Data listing
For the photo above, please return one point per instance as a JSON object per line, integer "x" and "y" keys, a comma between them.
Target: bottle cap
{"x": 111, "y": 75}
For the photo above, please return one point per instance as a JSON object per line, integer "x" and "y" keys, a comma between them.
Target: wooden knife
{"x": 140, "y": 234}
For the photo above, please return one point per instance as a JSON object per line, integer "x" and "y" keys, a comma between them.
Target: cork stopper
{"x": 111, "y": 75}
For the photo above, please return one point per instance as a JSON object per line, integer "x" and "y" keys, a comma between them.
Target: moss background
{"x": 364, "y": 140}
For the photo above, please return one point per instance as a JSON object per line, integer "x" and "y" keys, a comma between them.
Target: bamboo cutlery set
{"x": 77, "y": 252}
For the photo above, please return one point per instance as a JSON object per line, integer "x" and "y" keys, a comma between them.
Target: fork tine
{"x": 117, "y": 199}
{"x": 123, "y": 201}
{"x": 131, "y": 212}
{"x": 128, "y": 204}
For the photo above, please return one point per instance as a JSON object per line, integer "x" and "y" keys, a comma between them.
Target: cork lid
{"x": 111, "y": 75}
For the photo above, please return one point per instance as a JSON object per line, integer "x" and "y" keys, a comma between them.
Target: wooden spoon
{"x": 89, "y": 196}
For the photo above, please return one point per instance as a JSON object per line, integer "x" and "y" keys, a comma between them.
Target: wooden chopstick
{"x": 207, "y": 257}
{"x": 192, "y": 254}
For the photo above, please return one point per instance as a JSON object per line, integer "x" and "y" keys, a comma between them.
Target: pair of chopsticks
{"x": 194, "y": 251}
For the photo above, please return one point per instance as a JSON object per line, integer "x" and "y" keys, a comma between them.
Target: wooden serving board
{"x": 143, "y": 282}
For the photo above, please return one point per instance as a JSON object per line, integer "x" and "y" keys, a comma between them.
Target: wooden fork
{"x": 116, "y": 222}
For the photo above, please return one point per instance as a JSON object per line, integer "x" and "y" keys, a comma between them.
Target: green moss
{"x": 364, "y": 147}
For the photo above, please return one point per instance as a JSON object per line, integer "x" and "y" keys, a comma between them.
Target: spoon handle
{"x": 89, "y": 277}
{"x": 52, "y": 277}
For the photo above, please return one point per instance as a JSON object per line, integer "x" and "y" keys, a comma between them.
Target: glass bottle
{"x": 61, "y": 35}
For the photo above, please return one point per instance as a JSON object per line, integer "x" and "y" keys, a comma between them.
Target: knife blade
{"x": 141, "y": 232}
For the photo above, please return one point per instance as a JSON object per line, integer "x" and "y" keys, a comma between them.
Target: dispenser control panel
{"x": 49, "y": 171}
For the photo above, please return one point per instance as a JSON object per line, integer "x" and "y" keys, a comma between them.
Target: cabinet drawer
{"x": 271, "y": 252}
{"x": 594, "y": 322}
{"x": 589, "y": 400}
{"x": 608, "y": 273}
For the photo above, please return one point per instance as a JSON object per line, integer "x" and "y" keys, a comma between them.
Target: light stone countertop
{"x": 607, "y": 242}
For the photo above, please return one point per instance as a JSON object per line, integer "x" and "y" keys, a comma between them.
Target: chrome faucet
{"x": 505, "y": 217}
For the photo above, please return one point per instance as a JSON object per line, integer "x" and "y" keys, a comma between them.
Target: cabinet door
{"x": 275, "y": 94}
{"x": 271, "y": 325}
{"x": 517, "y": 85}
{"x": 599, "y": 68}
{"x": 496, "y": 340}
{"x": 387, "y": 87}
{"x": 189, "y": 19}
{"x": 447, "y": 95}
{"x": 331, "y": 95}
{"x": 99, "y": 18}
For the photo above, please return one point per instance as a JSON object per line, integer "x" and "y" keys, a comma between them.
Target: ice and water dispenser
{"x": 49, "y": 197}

DO THIS:
Extract every line of the items above that contains the word "wooden", copying each line in full. Case matters, so count only lines where the word matches that exact capitalization.

TASK RESULT:
Target: wooden knife
Target: wooden spoon
Target: wooden chopstick
Target: wooden serving board
Target: wooden fork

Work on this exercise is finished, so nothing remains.